◆ **Raw data**:
++++++

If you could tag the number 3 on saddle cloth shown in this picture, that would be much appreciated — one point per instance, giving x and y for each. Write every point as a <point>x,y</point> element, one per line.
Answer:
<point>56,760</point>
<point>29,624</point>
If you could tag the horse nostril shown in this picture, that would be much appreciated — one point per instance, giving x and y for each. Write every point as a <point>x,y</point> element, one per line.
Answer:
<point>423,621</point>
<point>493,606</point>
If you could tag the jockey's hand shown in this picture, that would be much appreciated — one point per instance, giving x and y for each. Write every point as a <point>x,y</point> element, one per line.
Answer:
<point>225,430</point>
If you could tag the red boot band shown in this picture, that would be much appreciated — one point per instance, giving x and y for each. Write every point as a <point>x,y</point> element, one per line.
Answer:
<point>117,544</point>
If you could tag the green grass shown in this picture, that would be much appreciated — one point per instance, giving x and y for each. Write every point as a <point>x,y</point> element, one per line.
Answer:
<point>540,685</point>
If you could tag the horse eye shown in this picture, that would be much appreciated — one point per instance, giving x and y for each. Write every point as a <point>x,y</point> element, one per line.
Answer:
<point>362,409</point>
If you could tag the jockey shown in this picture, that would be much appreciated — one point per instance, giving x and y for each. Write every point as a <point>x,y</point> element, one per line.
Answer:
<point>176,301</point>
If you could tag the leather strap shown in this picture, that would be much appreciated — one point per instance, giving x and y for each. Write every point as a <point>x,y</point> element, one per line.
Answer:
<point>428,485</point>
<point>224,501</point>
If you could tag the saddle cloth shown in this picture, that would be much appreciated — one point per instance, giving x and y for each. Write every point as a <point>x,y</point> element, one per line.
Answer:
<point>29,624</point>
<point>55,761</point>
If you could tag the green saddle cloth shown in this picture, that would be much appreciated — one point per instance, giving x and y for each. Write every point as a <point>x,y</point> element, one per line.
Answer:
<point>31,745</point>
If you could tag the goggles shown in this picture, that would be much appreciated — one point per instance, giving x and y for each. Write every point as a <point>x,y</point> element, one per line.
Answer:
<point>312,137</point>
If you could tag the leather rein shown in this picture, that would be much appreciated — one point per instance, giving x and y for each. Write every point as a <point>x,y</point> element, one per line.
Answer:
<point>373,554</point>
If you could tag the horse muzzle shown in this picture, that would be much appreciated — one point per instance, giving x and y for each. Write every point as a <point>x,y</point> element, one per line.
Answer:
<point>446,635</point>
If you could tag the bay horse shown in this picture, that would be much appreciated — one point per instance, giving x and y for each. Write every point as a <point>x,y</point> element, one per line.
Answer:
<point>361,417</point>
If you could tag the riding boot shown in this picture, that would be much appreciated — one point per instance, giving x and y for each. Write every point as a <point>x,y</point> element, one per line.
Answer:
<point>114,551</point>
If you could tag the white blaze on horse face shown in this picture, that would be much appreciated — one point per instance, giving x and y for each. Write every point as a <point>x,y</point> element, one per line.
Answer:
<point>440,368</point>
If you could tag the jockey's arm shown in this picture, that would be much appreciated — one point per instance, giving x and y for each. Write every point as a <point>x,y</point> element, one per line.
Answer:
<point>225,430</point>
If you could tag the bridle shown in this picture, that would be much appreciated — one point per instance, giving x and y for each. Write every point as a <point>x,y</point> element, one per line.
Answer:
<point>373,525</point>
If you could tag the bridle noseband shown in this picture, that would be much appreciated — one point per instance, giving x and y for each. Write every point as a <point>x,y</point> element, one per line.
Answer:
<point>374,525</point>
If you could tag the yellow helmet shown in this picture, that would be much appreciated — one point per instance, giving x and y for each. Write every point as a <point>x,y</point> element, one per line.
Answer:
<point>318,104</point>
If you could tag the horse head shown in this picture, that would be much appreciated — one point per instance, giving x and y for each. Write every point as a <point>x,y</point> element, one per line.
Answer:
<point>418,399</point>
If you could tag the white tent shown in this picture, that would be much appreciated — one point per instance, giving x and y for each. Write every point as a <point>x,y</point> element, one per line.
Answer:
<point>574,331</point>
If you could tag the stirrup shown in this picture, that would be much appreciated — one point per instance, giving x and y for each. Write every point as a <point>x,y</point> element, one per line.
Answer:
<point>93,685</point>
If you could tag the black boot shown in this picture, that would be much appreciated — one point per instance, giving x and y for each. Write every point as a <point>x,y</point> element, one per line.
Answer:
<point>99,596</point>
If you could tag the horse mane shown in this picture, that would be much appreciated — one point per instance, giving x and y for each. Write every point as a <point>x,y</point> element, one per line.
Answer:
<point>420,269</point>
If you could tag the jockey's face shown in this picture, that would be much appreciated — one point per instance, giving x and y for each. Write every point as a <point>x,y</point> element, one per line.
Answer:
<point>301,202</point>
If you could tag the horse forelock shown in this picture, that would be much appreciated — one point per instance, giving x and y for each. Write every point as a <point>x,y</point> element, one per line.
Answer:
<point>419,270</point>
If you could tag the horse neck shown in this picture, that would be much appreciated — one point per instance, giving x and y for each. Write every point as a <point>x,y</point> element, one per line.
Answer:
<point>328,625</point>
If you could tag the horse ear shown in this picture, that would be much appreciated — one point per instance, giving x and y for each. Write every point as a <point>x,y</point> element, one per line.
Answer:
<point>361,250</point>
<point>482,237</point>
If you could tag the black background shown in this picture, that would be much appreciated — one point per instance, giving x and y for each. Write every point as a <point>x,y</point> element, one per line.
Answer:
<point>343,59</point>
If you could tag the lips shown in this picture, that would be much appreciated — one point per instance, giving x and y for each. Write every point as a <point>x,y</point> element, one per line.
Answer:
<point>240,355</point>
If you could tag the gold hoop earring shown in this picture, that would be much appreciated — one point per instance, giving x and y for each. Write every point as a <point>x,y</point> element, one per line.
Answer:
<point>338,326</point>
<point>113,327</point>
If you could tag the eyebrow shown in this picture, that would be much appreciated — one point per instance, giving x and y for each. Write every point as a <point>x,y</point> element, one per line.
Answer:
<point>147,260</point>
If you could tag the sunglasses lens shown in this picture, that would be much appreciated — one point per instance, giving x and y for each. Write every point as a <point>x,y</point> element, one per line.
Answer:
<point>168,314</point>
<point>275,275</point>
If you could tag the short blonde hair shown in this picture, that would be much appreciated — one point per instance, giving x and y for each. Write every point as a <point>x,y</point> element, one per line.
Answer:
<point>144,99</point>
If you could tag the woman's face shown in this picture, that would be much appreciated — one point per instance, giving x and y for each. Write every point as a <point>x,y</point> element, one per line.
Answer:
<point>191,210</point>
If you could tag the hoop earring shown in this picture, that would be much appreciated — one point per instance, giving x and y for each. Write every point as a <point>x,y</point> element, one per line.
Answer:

++++++

◆ **Directions for this task**:
Your task is to restate the material above word for word.

◆ **Reply**:
If you could tag the number 3 on saddle cloth shown in this picture, that would be much appreciated — one point per instance, giving x and y for each. Write every point as a <point>x,y</point> element, one per line.
Answer:
<point>56,760</point>
<point>29,624</point>
If you could tag the horse nostril shown in this picture, that would be much appreciated — one point per instance, giving x and y for each. Write every point as a <point>x,y</point> element, one per line.
Answer:
<point>423,621</point>
<point>493,606</point>
If you could tag the jockey's hand shown in this picture, that would be much appreciated — one point per instance, giving x and y for each. Write every point as a <point>x,y</point> element, one per line.
Answer:
<point>225,430</point>
If you could tag the red boot band shown in this picture, that would be much appreciated — one point per instance, giving x and y for each. Write every point as a <point>x,y</point> element, one per line.
Answer:
<point>117,544</point>
If you could tag the green grass shown in this picture, that would be much appreciated — one point per instance, giving x and y for each. Write every point as a <point>x,y</point> element, one per line.
Answer:
<point>540,685</point>
If you could tag the horse eye shown in this picture, that would be much appreciated — one point per instance, giving x and y for each. Write every point as a <point>x,y</point> element, one per line.
Answer:
<point>362,409</point>
If you could tag the jockey shown in this picture, that would be much appreciated — one point per instance, giving x and y for each. Write every point as a <point>x,y</point> element, one per line.
Answer:
<point>176,301</point>
If you could tag the leather strap shown in this picture, that would be much appreciated — one point per instance, giving x and y for each. Write every point as a <point>x,y</point> element, one per line.
Answer:
<point>428,485</point>
<point>224,501</point>
If you could tag the saddle cloth shown in this picture, that would be much appreciated — one point per instance, giving x and y for each. Write every point as a <point>x,y</point> element, one per line.
Answer:
<point>29,624</point>
<point>55,761</point>
If you could tag the green saddle cloth shown in this picture, that would be much appreciated — one point per instance, giving x and y for each. Write every point as a <point>x,y</point> element, one per line.
Answer:
<point>31,745</point>
If you could tag the goggles shown in this picture, that would be much appreciated — one point per instance, giving x and y for each. Write every point as a <point>x,y</point> element, one per line.
Answer:
<point>312,137</point>
If you could tag the leather rein shown in this picture, that would be much appreciated — one point per instance, giving x and y for each. Write every point as a <point>x,y</point> element, one per line.
Answer:
<point>373,554</point>
If you could tag the horse muzzle shown in this picture, that would be much appreciated — one point per instance, giving x and y for each. Write every point as a <point>x,y</point> element, one per line.
Answer:
<point>446,635</point>
If you could tag the bay horse shown in this picture, that would be much appreciated — one point per instance, giving x and y for each. Write every point as a <point>x,y</point> element, one per line.
Answer:
<point>361,417</point>
If you could tag the riding boot shown in this picture, that would be much appreciated — one point per instance, giving x and y for each. Write every point as a <point>x,y</point> element, one per line.
Answer:
<point>114,551</point>
If you could tag the white blaze on horse face shown in this picture, that would be much appreciated — one point per instance, giving x and y for each. Write every point as a <point>x,y</point> element, one per line.
Answer:
<point>440,368</point>
If you could tag the jockey's arm shown in this picture, that would be much appreciated — one point per instance, giving x and y for each. Write every point as a <point>x,y</point> element, one per line.
Answer:
<point>225,430</point>
If you could tag the bridle shown in this picture, that would be much appreciated — one point per instance, giving x and y for each. Write every point as a <point>x,y</point> element, one per line.
Answer:
<point>373,525</point>
If you could tag the bridle noseband shown in this picture, that would be much appreciated — one point per instance, giving x and y for each. Write every point as a <point>x,y</point> element, one per line.
Answer:
<point>374,525</point>
If you could tag the yellow helmet shown in this picture, that would be much appreciated — one point per instance, giving x and y for each. Write every point as a <point>x,y</point> element, one per line.
Answer:
<point>318,104</point>
If you could tag the horse head shown in this picture, that would be much appreciated — one point per instance, giving x and y for each. Write every point as a <point>x,y</point> element, one per line.
Answer:
<point>418,399</point>
If you could tag the white tent shown in this picture, that would be much appreciated — one point per instance, giving x and y for each. Write every point as a <point>x,y</point> element, one per line.
Answer:
<point>574,331</point>
If you could tag the stirrup shown in this picture, that would be much appreciated — one point per instance, giving x and y for each. Write every point as a <point>x,y</point> element, one per line.
Answer:
<point>93,685</point>
If you could tag the black boot shown in this picture, that would be much appreciated — one point per instance, giving x and y for each. Write every point as a <point>x,y</point> element, one per line.
Answer:
<point>99,596</point>
If you could tag the horse mane shown in this picture, that would be much appreciated — one point per instance, giving x and y for each. Write every point as a <point>x,y</point> element, one per line.
Answer:
<point>420,269</point>
If you could tag the jockey's face shown in this picture, that would be much appreciated — one point per instance, giving x and y for each. Write every point as a <point>x,y</point> element, one per line.
Answer:
<point>301,202</point>
If you could tag the horse forelock shown in this picture, that would be much appreciated — one point per instance, giving x and y for each. Write every point as a <point>x,y</point> element, one per line.
Answer:
<point>419,270</point>
If you could tag the horse neck shown in this picture, that would be much appreciated — one point per instance, giving x and y for each. Write every point as a <point>x,y</point> element, one per line.
Answer:
<point>328,625</point>
If you could tag the horse ear shown in this picture, that would be much appreciated — one point per instance, giving x and y for each. Write every point as a <point>x,y</point> element, one per line.
Answer:
<point>361,250</point>
<point>482,237</point>
If you could tag the black background shown in this picture, that would be much appreciated — one point per instance, giving x and y for each. Write every point as a <point>x,y</point> element, one per line.
Answer:
<point>343,59</point>
If you could tag the lips shown in this picture, that would be much appreciated — one point per instance, giving x and y for each. Write every point as a <point>x,y</point> element, one per line.
Answer:
<point>240,355</point>
If you could tag the gold hoop earring shown in this picture, that would be much appreciated — one point per instance, giving x and y for each. Write every point as a <point>x,y</point> element, one per line.
Answer:
<point>338,326</point>
<point>113,327</point>
If you could tag the eyebrow shown in this picture, that would be much appreciated — one point per instance, giving x and y for each. Write every point as a <point>x,y</point> element, one per line.
Answer:
<point>147,260</point>
If you could tag the sunglasses lens shown in this picture, that would be much appreciated — one point per instance, giving x and y for each. Write every point as a <point>x,y</point> element, one per line.
Answer:
<point>168,314</point>
<point>275,275</point>
If you could tag the short blonde hair shown in this picture, that would be much appreciated — one point per instance, giving x and y for each. Write every point as a <point>x,y</point> element, one per line.
Answer:
<point>144,99</point>
If you could tag the woman's face shown in this picture, that would be much appreciated — one point per instance, giving x and y for each. Write every point as a <point>x,y</point> element, one per line.
Answer:
<point>191,210</point>
If you could tag the hoop earring shown in this picture, that would be much appreciated — one point per instance, giving x and y for each. Write every point as a <point>x,y</point> element, one per line.
Answer:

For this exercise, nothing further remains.